§ **Work to be completed**: From first entry to last, give the listing again verbatim.

§ **Available data**:
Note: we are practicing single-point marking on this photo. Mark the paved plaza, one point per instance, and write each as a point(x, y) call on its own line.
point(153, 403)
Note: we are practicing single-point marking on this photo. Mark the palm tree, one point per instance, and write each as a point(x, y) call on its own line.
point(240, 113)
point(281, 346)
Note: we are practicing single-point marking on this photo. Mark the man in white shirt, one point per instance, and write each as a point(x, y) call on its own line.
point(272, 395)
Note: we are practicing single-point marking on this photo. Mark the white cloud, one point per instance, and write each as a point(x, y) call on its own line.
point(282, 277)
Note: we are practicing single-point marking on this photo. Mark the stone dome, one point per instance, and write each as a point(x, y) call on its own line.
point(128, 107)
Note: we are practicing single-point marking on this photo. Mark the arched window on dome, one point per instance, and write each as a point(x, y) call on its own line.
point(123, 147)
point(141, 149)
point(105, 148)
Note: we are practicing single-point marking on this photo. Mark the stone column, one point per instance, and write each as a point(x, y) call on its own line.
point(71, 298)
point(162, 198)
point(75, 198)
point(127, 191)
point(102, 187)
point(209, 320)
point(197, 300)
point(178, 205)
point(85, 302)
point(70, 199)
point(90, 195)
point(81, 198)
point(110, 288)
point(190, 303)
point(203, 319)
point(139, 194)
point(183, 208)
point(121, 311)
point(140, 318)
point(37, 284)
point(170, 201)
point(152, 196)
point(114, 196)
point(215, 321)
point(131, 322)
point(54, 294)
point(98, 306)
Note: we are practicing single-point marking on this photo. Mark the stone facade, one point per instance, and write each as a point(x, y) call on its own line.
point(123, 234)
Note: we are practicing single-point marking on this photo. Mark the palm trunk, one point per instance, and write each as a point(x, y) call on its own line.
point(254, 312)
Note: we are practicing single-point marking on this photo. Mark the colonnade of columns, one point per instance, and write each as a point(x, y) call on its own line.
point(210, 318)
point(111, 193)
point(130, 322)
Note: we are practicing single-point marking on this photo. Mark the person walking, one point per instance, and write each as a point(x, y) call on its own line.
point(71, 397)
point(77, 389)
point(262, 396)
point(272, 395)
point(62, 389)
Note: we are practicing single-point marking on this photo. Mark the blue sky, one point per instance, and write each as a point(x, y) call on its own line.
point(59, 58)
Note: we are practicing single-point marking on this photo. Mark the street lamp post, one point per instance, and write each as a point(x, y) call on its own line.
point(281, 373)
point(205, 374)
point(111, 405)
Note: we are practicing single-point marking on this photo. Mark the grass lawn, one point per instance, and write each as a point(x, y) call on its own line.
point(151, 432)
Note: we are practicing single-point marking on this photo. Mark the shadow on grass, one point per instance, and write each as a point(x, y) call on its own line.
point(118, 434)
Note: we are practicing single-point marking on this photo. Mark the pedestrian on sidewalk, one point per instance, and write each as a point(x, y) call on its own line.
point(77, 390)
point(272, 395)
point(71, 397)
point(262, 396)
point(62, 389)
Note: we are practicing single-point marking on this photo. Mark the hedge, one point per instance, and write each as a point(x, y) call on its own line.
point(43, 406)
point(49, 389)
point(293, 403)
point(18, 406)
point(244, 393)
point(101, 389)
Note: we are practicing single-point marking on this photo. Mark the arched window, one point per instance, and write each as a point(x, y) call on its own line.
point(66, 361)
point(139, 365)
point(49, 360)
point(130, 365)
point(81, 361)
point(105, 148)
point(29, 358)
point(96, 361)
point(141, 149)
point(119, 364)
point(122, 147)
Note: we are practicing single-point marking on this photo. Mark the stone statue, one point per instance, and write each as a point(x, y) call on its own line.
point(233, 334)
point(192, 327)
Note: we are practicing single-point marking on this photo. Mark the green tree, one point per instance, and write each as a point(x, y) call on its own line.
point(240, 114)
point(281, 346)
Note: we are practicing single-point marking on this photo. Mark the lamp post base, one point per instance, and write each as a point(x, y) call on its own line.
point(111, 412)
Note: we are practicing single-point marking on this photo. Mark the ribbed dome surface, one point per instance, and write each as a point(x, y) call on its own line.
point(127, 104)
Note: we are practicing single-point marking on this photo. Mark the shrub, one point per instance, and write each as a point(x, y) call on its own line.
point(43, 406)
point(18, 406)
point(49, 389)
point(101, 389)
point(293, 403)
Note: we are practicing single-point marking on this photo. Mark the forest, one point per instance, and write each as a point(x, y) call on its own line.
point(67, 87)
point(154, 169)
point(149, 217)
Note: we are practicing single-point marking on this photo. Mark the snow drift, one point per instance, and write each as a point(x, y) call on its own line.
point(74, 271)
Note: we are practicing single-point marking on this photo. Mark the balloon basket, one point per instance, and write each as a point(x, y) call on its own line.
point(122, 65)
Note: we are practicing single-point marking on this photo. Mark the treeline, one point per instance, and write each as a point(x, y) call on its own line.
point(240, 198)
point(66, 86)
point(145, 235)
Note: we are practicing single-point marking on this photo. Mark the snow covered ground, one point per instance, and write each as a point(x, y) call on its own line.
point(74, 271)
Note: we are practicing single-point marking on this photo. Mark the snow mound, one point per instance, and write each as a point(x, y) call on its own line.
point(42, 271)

§ **Solution to this problem**:
Note: we are practicing single-point marking on this photo. Mark the paved plaza, one point per instance, and write each as a point(x, y) call on its own line.
point(153, 403)
Note: we are practicing single-point marking on this photo. Mark the palm tree, one point per instance, and write each as a point(x, y) call on its own line.
point(240, 113)
point(281, 346)
Note: we are practicing single-point marking on this photo. Mark the man in white shirt, one point per instance, and write each as a point(x, y) call on its own line.
point(272, 395)
Note: we are practicing single-point marking on this photo. Mark the white cloud, one point per instance, and write each as a point(x, y) call on its own line.
point(282, 277)
Note: we are practicing single-point marking on this photo. Mark the stone dome, one point per instance, and write each as a point(x, y) call on its own line.
point(128, 107)
Note: we are practicing single-point marking on this photo. Mark the arched window on dome, one point per instance, and write each as a point(x, y) call on its own line.
point(123, 147)
point(141, 149)
point(105, 148)
Note: we are practicing single-point marking on this photo. Mark the stone column, one point per instance, and write each as a point(x, y) call on its own line.
point(71, 298)
point(162, 198)
point(75, 198)
point(127, 191)
point(102, 187)
point(209, 320)
point(197, 300)
point(178, 205)
point(85, 302)
point(70, 199)
point(90, 195)
point(81, 198)
point(110, 288)
point(190, 303)
point(203, 319)
point(139, 194)
point(183, 208)
point(121, 311)
point(140, 318)
point(37, 284)
point(170, 201)
point(152, 196)
point(114, 196)
point(215, 321)
point(131, 322)
point(54, 294)
point(98, 306)
Note: we are practicing single-point marking on this photo. Mark the stone facade, one point per instance, and write each as a point(x, y) call on its own line.
point(123, 234)
Note: we are practicing single-point marking on this photo. Mark the palm trunk, one point per instance, and write each as a point(x, y) call on its own line.
point(254, 312)
Note: we are practicing single-point marking on this photo. Mark the colonnade of columns, one point per instance, and write each as a point(x, y) call on its own line.
point(210, 318)
point(111, 193)
point(130, 322)
Note: we are practicing single-point marking on this photo. Mark the person walking, one point per instance, and write each as a point(x, y) call on its own line.
point(71, 397)
point(77, 389)
point(262, 396)
point(272, 395)
point(62, 389)
Note: we are practicing single-point marking on this photo. Mark the blue sky, one point per instance, and write each as a point(x, y) call on its own line.
point(59, 58)
Note: we are practicing single-point marking on this photo. Mark the street lamp post, one point per instance, and write each as a point(x, y) call on its own line.
point(281, 373)
point(205, 374)
point(111, 405)
Note: we are practicing single-point marking on this photo. Mark the grass lawn, one point per instance, and write each as a point(x, y) call on its own line.
point(151, 432)
Note: we are practicing single-point marking on this photo. Mark the shadow on grass, one point per instance, and write each as a point(x, y) call on its own line.
point(118, 434)
Note: we are practicing single-point marking on this photo. Mark the pedestrian on sidewalk, one point per instance, and write each as a point(x, y) call on its own line.
point(77, 390)
point(272, 395)
point(71, 397)
point(262, 396)
point(62, 389)
Note: we are practicing single-point marking on this photo. Mark the hedge, one point per instance, and write each as a point(x, y) call on its own line.
point(43, 406)
point(49, 389)
point(293, 403)
point(18, 406)
point(244, 393)
point(101, 389)
Note: we are practicing single-point marking on this photo. Mark the arched window, one point per instance, and write each as a point(x, y) call on its own line.
point(66, 361)
point(139, 365)
point(49, 360)
point(130, 365)
point(81, 361)
point(105, 148)
point(29, 358)
point(96, 361)
point(141, 149)
point(119, 364)
point(122, 147)
Note: we are practicing single-point marking on this photo. Mark the stone statue, one point per instance, and write each as a point(x, y) call on its own line.
point(233, 334)
point(192, 327)
Note: we are practicing single-point marking on this photo. Mark the green tree, one point per instance, and write each as a point(x, y) call on its own line.
point(240, 114)
point(281, 346)
Note: we are practicing single-point marking on this photo. Mark the lamp post base, one point per instance, and write each as a point(x, y) call on its own line.
point(111, 412)
Note: we are practicing single-point marking on this photo. Mark the ribbed dome surface, one point per instance, and write each as a point(x, y) call on its own line.
point(127, 104)
Note: we are practicing single-point marking on this photo. Mark the shrub, one point per instance, and write each as a point(x, y) call on its own line.
point(43, 406)
point(18, 406)
point(49, 389)
point(101, 389)
point(293, 403)
Note: we are practicing single-point marking on this photo. Mark the forest, one point per instance, and write each as a point(x, y) call on its own line.
point(67, 87)
point(154, 169)
point(149, 217)
Note: we are practicing single-point marking on this photo. Mark the snow drift, one point per instance, and write each as a point(x, y) call on its own line.
point(74, 271)
Note: we are practicing single-point marking on this photo. Mark the balloon basket, one point per instance, and write each as a point(x, y) call on its own line.
point(122, 65)
Note: we are practicing single-point marking on this photo. Mark the treeline, one point per instance, and write each as a point(x, y) call on its own line.
point(240, 198)
point(66, 86)
point(145, 235)
Note: we are practicing single-point marking on this photo. Mark the snow covered ground, one point per instance, and write each as a point(x, y) call on its own line.
point(74, 271)
Note: we are practicing single-point marking on this photo. Mark the snow mound, one point per instance, and write each as a point(x, y) call on its own line.
point(42, 271)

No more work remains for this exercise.